___ Source

Remuneration refers to money or its equivalent given for services rendered, and includes perquisites as defined under Income tax Act, 1961. The remuneration payable to a managing director or whole-time director shall not exceed 5 per cent of the company’s net profit, and if there are more than one MD/ WTD, the remuneration payable totally shall not exceed 10 per cent. These limits can be breached by a general body resolution.

However, the total managerial remuneration payable by a public company shall not exceed 11 per cent of the net profit. The Central Government’s approval is needed to breach this, or else the company has to ensure that the remuneration complies with Schedule V. Private companies do not have statutory ceilings.

Schedule V has stringent conditions for the appointment of an MD/ WTD. He/she should not have undergone imprisonment or fined under specified legislations. He/she should be at least 21 years of age and not above 70. However, the 70-year limit can be breached through a special resolution at the general meeting. All other Schedule V conditions can be breached only with the Government’s approval.

Under Schedule V, the remuneration of an MD/ WTD does not need Government approval, provided it is within the specified limits. The limits are based on the effective capital of the company, as under the erstwhile Schedule XIII, but have been streamlined significantly. Yearly remuneration can range from Rs 30 lakh to 60 lakh plus 0.01 per cent of the effective capital exceeding Rs 250 crore. These limits can be doubled if shareholders pass a special resolution. They are also doubled for a newly-incorporated company for the first seven years, and for a sick company for five years from scheme’s sanction. Also, subject to conditions, some dispensation is available for companies in an SEZ, and where a foreign company or one that has shareholders’ approval makes the managerial remuneration on behalf of another company.

Under Schedule V, certain perquisites (such as provident fund, gratuity, and leave encashment) will not be counted for the limits, with an expatriate allowed more perquisites (such as children education allowance, holiday and return passage for children, and so on).

______

> _Required actions_:
(1) From the remuneration passage, pull out the text between "Under Schedule V, certain" and "and so on).", inclusive.
(2) Answer these from the remuneration passage:
(a) What share of net profit caps the total managerial remuneration of a public company?
(b) What is the minimum age for an MD/WTD under Schedule V?
(c) For how many years are the Schedule V limits doubled for a newly-incorporated company?
The listing plays no part in this work.

___ Supplied material

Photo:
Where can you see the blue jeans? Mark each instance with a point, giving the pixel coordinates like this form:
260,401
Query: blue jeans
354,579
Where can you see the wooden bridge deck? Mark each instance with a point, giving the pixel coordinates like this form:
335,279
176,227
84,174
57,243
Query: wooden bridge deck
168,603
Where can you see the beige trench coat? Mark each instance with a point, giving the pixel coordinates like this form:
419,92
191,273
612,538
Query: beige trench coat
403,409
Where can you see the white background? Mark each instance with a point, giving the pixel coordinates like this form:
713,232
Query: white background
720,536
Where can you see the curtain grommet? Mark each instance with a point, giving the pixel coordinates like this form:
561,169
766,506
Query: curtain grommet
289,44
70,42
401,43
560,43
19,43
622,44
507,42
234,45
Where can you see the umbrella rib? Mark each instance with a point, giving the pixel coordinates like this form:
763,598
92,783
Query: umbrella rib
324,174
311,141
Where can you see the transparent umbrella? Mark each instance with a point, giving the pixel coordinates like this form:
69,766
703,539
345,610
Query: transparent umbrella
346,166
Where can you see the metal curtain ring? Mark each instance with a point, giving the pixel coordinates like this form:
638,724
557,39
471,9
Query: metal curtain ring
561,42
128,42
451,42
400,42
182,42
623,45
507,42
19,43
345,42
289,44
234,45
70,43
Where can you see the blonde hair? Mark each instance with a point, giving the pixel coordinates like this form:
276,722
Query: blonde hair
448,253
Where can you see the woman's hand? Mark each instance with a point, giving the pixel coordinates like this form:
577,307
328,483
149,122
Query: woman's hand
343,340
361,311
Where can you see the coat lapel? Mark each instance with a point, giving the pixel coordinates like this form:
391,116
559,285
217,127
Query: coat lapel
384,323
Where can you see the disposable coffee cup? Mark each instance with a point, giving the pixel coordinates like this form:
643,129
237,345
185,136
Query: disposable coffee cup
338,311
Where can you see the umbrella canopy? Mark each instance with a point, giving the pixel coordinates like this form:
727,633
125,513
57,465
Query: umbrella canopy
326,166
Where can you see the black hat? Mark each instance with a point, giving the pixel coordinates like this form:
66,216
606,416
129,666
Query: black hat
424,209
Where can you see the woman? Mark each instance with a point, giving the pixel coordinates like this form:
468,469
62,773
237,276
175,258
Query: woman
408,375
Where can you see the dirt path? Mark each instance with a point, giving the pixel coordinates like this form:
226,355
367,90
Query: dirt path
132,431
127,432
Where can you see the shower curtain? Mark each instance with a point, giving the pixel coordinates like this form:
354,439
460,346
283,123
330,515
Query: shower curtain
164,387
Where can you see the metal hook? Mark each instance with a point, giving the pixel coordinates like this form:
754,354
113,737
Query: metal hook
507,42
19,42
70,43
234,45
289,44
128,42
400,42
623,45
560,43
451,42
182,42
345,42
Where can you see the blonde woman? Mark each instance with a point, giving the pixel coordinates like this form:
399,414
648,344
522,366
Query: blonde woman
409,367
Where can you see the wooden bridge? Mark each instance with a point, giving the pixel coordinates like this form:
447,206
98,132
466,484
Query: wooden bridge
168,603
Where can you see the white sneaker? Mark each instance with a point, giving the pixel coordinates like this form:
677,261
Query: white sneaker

______

> _Answers to the tasks_:
(1)
Under Schedule V, certain perquisites (such as provident fund, gratuity, and leave encashment) will not be counted for the limits, with an expatriate allowed more perquisites (such as children education allowance, holiday and return passage for children, and so on).

(2)
(a) 11 per cent
(b) 21 years
(c) The first seven years